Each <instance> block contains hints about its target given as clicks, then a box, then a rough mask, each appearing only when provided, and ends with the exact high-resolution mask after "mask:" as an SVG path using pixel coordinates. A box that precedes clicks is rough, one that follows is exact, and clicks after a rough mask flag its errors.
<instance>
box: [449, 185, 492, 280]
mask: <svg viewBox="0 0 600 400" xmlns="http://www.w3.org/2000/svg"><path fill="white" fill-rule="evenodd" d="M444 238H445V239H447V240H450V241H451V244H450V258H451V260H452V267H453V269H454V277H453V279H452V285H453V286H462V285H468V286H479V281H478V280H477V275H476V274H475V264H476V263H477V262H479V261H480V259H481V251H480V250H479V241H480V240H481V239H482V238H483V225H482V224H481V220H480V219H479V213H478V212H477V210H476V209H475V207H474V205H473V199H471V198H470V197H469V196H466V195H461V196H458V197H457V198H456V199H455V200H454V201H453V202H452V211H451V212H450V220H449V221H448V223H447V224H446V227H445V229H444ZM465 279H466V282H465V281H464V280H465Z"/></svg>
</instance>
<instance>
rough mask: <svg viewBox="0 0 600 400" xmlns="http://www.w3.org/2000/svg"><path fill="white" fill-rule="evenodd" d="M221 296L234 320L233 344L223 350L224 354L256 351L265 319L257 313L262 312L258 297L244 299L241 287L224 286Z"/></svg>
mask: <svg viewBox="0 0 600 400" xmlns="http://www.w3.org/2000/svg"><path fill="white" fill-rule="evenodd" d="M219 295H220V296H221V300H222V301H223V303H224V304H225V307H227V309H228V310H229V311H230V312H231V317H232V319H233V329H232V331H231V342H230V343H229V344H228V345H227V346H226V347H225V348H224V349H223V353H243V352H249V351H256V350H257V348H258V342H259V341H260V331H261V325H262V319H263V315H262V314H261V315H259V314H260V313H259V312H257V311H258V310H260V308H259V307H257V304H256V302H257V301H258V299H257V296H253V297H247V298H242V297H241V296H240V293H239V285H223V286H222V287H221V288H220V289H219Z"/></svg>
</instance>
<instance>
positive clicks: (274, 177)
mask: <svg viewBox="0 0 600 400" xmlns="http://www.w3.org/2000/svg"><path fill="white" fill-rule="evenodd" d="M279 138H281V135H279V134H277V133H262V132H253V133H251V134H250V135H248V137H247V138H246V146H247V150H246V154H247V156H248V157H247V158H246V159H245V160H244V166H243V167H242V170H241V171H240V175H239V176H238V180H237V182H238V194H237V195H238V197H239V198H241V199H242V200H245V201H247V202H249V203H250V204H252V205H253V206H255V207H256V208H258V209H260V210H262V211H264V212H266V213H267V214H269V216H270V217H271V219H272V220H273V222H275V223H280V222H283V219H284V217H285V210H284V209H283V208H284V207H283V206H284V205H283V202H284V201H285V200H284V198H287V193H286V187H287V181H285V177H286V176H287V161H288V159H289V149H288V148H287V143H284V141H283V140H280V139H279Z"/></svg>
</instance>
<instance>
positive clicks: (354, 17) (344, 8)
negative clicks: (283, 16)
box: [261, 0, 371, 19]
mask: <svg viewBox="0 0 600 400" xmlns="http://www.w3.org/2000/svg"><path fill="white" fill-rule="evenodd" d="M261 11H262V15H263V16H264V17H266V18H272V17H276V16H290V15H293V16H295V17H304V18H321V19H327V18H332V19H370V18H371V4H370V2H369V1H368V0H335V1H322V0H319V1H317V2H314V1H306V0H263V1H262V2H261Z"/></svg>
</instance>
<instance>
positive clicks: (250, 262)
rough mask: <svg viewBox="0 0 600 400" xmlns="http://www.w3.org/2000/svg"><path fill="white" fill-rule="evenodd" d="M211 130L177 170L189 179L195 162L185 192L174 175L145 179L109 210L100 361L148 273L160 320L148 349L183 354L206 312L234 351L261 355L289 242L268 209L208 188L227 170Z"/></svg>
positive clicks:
#####
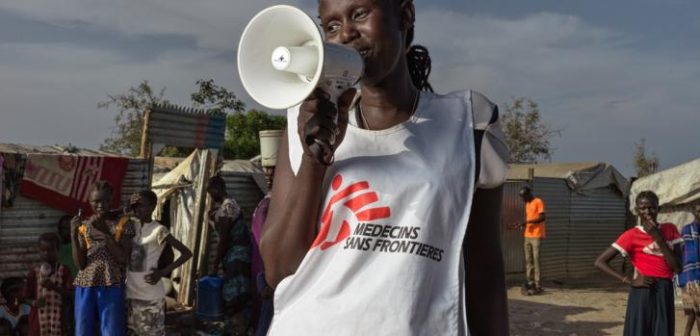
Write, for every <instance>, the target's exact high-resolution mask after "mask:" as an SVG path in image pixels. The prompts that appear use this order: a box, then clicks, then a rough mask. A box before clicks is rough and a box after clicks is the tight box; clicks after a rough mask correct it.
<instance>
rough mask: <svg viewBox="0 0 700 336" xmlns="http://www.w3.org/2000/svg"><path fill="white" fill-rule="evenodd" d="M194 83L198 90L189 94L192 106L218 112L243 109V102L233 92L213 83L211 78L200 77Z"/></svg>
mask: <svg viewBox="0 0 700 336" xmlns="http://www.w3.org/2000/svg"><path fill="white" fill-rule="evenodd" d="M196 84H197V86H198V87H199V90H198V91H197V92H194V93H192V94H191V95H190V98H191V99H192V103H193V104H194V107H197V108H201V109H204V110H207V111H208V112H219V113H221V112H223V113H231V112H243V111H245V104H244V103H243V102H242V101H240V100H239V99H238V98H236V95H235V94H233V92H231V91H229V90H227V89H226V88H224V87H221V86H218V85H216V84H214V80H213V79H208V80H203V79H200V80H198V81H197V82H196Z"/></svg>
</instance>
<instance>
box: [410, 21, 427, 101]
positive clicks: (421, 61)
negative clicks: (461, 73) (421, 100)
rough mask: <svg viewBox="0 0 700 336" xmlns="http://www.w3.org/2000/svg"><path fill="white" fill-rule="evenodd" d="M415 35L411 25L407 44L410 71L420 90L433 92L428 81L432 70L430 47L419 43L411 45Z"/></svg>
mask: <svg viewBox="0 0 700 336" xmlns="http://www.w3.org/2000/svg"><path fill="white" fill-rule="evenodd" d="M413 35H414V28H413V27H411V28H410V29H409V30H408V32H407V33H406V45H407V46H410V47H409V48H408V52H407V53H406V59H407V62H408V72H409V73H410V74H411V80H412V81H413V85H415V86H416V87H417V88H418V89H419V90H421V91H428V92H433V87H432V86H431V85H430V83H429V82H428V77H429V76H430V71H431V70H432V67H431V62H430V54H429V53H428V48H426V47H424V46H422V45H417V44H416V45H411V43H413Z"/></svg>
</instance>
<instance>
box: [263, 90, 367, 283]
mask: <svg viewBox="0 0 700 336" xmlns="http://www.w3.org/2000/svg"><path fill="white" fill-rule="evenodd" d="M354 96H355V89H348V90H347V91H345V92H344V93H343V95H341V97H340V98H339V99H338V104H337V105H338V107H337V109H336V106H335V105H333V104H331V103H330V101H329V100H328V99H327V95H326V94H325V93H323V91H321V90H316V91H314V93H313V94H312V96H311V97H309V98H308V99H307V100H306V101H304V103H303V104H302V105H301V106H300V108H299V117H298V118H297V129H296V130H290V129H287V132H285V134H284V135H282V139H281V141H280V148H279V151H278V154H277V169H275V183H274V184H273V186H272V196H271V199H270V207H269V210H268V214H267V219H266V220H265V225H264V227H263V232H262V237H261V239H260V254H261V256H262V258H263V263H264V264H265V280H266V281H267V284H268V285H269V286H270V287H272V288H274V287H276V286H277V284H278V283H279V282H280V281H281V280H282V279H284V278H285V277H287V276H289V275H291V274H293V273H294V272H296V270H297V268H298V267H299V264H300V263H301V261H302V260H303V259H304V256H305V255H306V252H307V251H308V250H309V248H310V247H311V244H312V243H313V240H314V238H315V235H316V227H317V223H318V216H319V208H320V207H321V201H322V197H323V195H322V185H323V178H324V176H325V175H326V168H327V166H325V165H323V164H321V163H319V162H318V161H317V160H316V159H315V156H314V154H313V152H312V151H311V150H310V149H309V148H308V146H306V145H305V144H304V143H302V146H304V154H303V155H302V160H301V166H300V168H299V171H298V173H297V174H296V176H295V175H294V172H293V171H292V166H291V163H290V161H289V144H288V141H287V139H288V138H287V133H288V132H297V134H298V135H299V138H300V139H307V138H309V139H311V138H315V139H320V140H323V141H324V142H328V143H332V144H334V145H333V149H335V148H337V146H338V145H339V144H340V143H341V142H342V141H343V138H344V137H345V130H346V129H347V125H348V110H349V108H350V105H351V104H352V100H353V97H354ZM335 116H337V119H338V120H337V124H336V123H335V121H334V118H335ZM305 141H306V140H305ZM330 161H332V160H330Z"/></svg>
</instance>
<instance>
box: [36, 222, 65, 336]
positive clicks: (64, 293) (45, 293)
#####
# Problem description
Lines containing the word "after": how many are there in the data above? Reply with only that number.

# Result of this task
2